◆ DOCUMENT SEGMENT
According to Valerino, many homeowners in Northeast Ohio are sitting on significant equity and have delayed selling because they do not want to give up a 3% mortgage, representing a textbook example of the “lock-in effect.”
“When rates soften, the first wave is typically move-up buyers—households that need more space or lifestyle changes but have been rate-locked,” he says. “That move-up activity naturally creates starter home opportunities because every transaction tends to free up another home.”
Cleveland’s median buyer income is around $88,700, and the median listing price in January stood at just $247,115, well below the national figure, keeping entry-level homeownership within reach of the typical household.
If rates dip as inventory climbs, Valerino expects the Cleveland market to thaw. The resulting increase in listings and sales—combined with a cooling pace of price growth—would finally allow renters to buy and locked-in owners to trade up.

◆ EXERCISE DATA

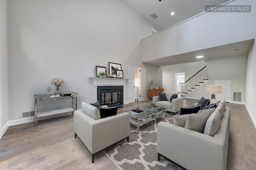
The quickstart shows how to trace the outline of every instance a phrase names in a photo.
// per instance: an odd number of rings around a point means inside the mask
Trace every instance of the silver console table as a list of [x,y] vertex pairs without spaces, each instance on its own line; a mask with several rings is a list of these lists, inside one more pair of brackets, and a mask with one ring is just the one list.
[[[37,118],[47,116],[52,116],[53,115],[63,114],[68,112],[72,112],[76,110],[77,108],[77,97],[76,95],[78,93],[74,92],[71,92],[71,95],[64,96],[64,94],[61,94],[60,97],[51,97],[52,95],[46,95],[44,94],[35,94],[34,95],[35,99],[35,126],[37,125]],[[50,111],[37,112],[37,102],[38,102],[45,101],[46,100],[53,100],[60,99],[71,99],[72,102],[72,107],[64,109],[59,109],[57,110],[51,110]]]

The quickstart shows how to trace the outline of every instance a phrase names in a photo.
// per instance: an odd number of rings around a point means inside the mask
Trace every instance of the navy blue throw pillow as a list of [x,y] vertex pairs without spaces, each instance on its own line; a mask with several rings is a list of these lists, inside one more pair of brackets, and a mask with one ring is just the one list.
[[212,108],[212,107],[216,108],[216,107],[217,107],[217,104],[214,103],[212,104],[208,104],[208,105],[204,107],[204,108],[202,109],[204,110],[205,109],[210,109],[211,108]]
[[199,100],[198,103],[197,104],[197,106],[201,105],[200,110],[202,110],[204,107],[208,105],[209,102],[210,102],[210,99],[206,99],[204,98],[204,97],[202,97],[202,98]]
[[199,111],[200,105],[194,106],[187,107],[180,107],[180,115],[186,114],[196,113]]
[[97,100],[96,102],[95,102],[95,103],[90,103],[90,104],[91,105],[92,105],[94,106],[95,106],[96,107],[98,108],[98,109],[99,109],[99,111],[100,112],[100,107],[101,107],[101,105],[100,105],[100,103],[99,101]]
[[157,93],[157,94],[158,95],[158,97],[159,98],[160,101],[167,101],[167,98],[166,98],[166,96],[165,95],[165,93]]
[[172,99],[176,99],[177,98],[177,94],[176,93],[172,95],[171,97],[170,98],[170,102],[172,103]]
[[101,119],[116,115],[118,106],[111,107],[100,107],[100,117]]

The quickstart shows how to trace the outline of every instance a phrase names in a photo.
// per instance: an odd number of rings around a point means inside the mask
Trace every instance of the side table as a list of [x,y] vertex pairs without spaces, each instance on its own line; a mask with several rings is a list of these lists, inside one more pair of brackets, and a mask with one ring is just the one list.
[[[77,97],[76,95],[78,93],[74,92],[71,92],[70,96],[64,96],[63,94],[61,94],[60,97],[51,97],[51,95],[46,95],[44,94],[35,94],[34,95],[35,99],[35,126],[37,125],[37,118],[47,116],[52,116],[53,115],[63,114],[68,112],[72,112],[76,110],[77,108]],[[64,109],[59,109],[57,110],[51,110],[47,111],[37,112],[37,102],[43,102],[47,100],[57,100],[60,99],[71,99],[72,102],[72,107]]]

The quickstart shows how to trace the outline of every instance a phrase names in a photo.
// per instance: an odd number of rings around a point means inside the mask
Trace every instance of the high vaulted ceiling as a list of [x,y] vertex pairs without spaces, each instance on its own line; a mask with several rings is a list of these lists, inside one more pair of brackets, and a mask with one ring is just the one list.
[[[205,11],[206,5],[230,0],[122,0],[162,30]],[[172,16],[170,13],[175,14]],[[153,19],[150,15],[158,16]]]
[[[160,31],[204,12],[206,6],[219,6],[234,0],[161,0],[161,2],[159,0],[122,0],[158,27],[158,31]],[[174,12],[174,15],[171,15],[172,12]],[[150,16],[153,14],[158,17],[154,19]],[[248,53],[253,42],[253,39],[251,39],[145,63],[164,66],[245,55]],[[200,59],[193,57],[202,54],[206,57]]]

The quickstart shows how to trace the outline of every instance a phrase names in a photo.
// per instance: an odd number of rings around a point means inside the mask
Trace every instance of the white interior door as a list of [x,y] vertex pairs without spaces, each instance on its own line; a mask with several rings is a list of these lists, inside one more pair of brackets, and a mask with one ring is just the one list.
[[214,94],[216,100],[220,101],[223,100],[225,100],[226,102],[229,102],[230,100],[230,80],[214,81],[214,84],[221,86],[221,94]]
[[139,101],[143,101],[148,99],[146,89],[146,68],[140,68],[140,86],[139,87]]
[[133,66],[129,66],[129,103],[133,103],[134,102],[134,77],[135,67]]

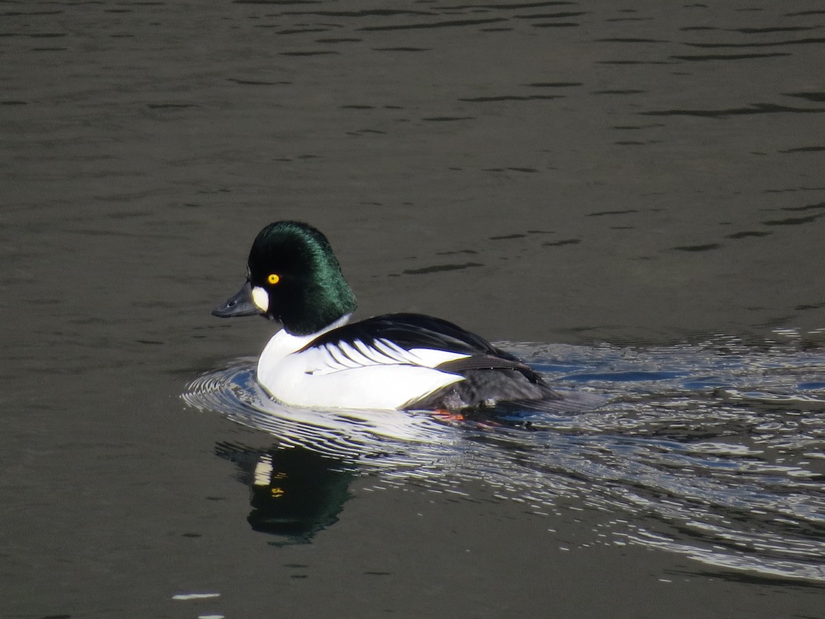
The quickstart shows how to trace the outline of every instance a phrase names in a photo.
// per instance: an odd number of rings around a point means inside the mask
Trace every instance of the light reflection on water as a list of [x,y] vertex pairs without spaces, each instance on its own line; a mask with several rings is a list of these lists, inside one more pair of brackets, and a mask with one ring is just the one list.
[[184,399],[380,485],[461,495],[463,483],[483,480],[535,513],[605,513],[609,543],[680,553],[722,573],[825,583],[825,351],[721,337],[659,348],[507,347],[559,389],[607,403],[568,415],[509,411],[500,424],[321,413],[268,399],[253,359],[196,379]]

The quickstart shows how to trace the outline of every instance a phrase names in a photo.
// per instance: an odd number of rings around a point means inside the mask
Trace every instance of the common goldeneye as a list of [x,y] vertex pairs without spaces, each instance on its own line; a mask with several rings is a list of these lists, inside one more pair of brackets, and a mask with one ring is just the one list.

◆ TASKS TO PERFORM
A. Copy word for word the part of the Cleveland housing excerpt that opens with the words containing "According to Valerino, many" and closes with "the typical household.".
B. According to the Cleveland housing excerpt, what was the median listing price in January?
C. Extend the Cleveland housing excerpt by writing what comes after its final sentence.
You can set the listing aside, since none of this work depends on it.

◆ EXERCISE RESULTS
A.
According to Valerino, many homeowners in Northeast Ohio are sitting on significant equity and have delayed selling because they do not want to give up a 3% mortgage, representing a textbook example of the “lock-in effect.”
“When rates soften, the first wave is typically move-up buyers—households that need more space or lifestyle changes but have been rate-locked,” he says. “That move-up activity naturally creates starter home opportunities because every transaction tends to free up another home.”
Cleveland’s median buyer income is around $88,700, and the median listing price in January stood at just $247,115, well below the national figure, keeping entry-level homeownership within reach of the typical household.

B. $247,115

C.
Cleveland and the other four markets on the list boast below-average payment gaps, meaning smaller moving costs for buying the typical home. As mortgage rates decrease, that gap shrinks. This means moving gets less costly and raises the likelihood of higher inventory levels and sales.
Location is key in Dallas
In Dallas, Harrison Polsky, principal of development and sales at Catēna Homes, says it’s less about a specific number and more about location.
“Sellers are very aware that once they leave core neighborhoods, buying back in is difficult,” Polsky tells Realtor.com. “The move becomes worth it when the upgrade in lifestyle, location, or long-term value is clearly meaningful and not just incremental.”
And while easing mortgage rates are expected to unlock inventory, Polsky says it is far more likely to come from move-up sellers rather than the more affordable starter homes.
“Entry-level housing remains structurally undersupplied,” he stresses. “What we’d expect to see is more activity in mid-to-upper price points, while highly desirable, established neighborhoods remain tight and competitive.”
What unlocking will do to prices remains an open question that will largely depend on how seller-friendly the market is, according to Krimmel. Metros with very tight inventories are expected to benefit from sellers coming off the sidelines and listing their homes, and by doing so, cooling the price pressures that accompany lower interest rates.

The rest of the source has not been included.